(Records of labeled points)
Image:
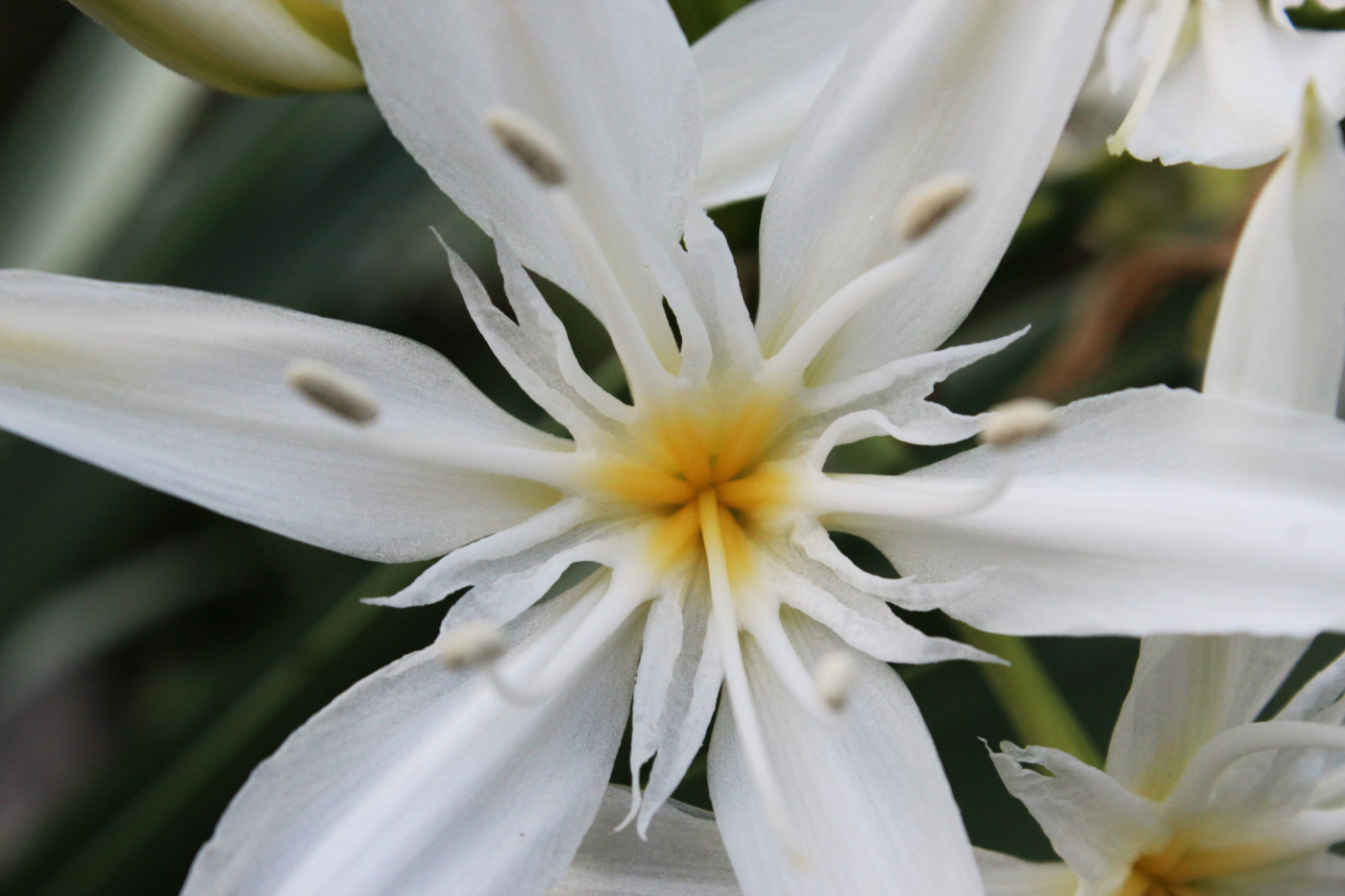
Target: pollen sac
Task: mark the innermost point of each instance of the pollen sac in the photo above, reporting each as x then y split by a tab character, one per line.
1017	422
531	144
332	389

### Task goal:
Copy every line of the material above word for word, leaving out the pictures.

### Solution to the exercise:
Image:
Target: pollen sac
Task: mark the innermost point of each instance of the pollen sac in the photo above, reporting each as x then y split by a tab character, one per line.
1017	422
531	144
332	389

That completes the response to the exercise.